Aim of the exercise: Please count the lines in the material below that contain the string "child", with case counting, and reply with that number alone.

[Coordinate annotation entries]
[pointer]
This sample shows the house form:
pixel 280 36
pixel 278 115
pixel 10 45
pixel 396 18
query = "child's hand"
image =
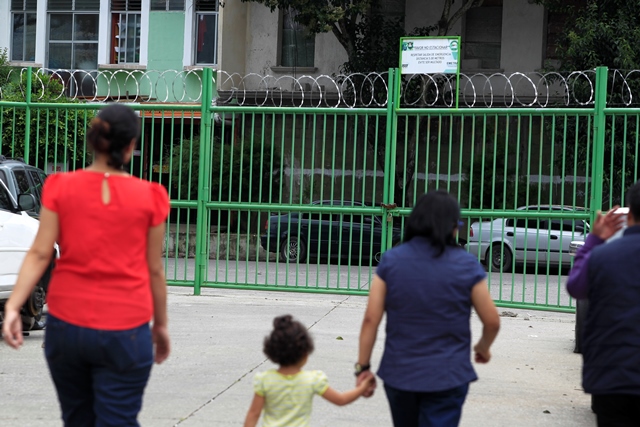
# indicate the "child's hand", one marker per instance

Result of this exercise: 2